# [Prompt]
Could you retype the entries below exactly, omitting every picture?

# [Collected data]
== Segment start ==

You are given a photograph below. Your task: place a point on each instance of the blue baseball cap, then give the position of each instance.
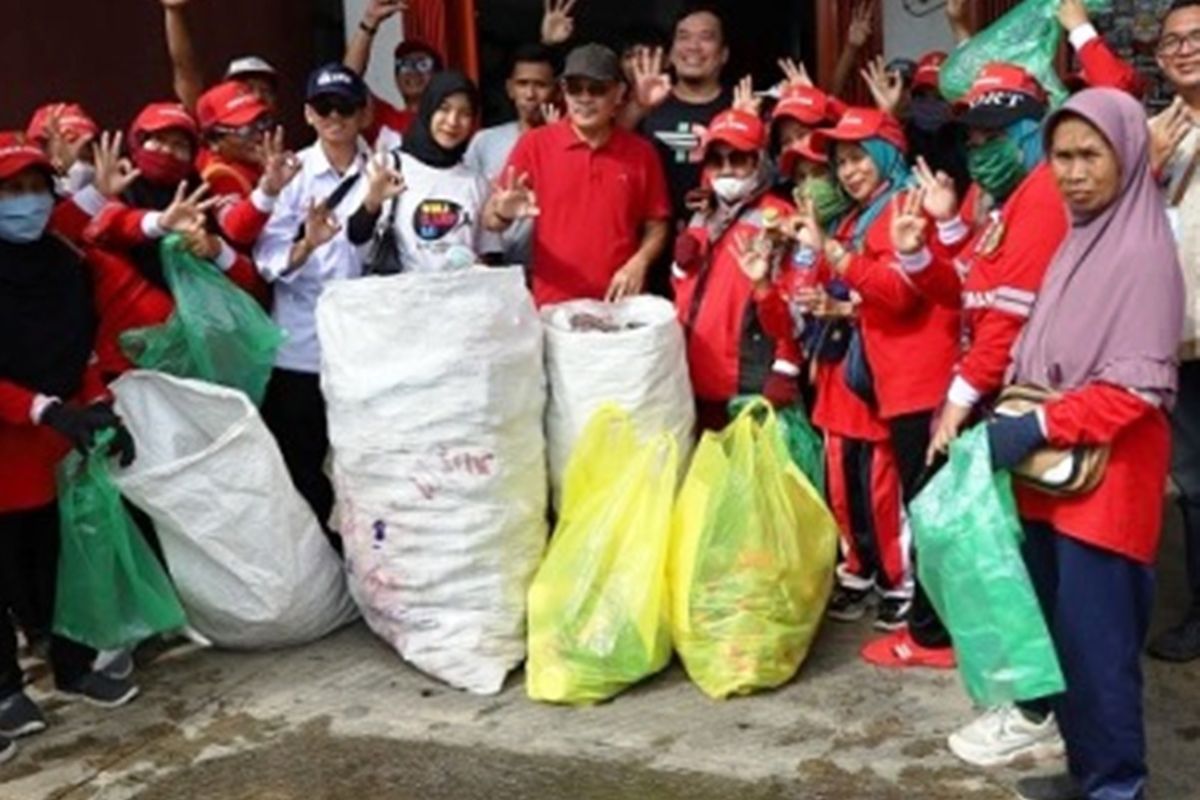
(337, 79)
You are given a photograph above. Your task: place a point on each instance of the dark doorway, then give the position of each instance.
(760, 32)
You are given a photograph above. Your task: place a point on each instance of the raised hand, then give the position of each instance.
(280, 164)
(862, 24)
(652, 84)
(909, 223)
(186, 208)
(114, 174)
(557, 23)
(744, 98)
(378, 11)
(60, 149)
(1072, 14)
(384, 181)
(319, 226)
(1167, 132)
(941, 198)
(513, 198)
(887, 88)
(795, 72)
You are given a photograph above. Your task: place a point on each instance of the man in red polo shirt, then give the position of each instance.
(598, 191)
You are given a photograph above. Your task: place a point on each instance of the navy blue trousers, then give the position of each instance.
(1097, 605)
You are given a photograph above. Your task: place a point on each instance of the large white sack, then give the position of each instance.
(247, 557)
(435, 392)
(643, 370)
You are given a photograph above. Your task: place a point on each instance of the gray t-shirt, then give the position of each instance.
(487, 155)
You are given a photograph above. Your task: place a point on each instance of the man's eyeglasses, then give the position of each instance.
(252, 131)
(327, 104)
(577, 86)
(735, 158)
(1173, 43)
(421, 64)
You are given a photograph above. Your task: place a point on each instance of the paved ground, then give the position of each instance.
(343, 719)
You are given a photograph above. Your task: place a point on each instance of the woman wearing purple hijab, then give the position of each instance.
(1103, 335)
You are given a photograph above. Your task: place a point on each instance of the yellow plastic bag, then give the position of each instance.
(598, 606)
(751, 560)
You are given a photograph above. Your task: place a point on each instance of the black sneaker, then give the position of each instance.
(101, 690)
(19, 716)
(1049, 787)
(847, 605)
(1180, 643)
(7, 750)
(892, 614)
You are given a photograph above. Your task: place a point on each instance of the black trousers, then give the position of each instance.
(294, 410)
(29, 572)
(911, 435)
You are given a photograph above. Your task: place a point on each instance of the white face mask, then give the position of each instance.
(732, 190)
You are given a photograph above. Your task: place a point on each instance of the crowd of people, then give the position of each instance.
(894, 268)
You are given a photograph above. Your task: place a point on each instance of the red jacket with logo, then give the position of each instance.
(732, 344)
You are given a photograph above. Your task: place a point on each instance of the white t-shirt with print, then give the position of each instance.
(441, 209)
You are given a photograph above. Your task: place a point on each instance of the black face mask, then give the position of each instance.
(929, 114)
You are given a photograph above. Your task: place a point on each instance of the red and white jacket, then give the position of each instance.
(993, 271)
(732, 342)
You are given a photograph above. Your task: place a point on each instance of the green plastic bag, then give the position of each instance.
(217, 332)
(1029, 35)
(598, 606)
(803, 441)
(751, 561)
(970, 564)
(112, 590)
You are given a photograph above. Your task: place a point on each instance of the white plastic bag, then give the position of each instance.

== Segment end ==

# [Exercise output]
You are given a photograph below. Your task: place a point on each instance of the blue baseball cap, then give the position of each instance.
(337, 79)
You are given a photograph above. Your task: place a point on each instance of the dark doorway, then give the position of each instance.
(760, 32)
You are given a photograph above. Your task: place a point on each instance of the raised hand, then give the position of each instance.
(280, 164)
(862, 24)
(652, 84)
(909, 223)
(186, 208)
(114, 174)
(557, 23)
(744, 98)
(378, 11)
(60, 149)
(1072, 14)
(384, 181)
(319, 226)
(1167, 132)
(941, 198)
(513, 198)
(887, 88)
(795, 72)
You are given a photograph above. Your task: place a point on each instance of the man in red polo shirt, then give the position of each instance.
(598, 191)
You are given a photograph above. Your task: place a point on each instance of the navy blue trousers, then give the position of each instance.
(1097, 605)
You are given a photograph above. Your task: place a point on each instance of the large white sack, then give the position of each instance.
(247, 557)
(435, 392)
(643, 370)
You are given a photograph above. Your task: place a point on each instance of the gray t-shirt, then give the position of each instance.
(487, 155)
You are given a photograph above. Your task: place a point on each instance of the man's eyeglasses, then give the position of each instance.
(252, 131)
(327, 104)
(577, 86)
(735, 158)
(1173, 43)
(421, 64)
You are given a photograph above. Your task: place a point on each instance of the paved ground, then give the position of each instance.
(343, 719)
You are given a photograph above. Your task: place a point on each instance of the woman wearing purple hijab, then give the position of each instance.
(1103, 335)
You are given a photograph above. Your task: place a point on each instance of the yellow plastic bag, then give the position of each instance.
(598, 606)
(751, 560)
You are given a photograph above. Your task: place a point on each instance of the black sneaker, then give the position of each instance.
(101, 690)
(19, 716)
(1049, 787)
(847, 605)
(1180, 643)
(7, 750)
(892, 614)
You are given a photograph above. Your task: place a point on each instance of the black trousers, then give the position of each instance.
(294, 410)
(29, 572)
(911, 435)
You are given a photograph above. Your task: place a point on each instance of the white face mask, then give the position of each instance.
(732, 190)
You are given a photograph above. Your task: place a point on each instance of the crowd of people, then give the position of each instance.
(894, 268)
You are given a photograph above. Your task: place a point on each instance of the red jacket with logo, then give the position of each instance.
(732, 344)
You are given a photograph above. Your task: place a point on each instance of the white t-shirt with print, then give the position of each instance.
(441, 209)
You are given a photograph above. Your task: place a point on each instance of the black face mask, then give the position of each instance.
(929, 114)
You are given a photograph above. Your task: place a point on each instance of the red and white jacket, then give the position of each instance.
(993, 271)
(732, 342)
You are given a photograph above. Your task: place a point on each instance of the green plastic bag, then give the position of each instance.
(217, 332)
(1029, 35)
(598, 606)
(803, 441)
(751, 561)
(970, 564)
(112, 590)
You are given a photograph above. Your task: place a point on each instance of the white plastic bag, then give the position of each instance.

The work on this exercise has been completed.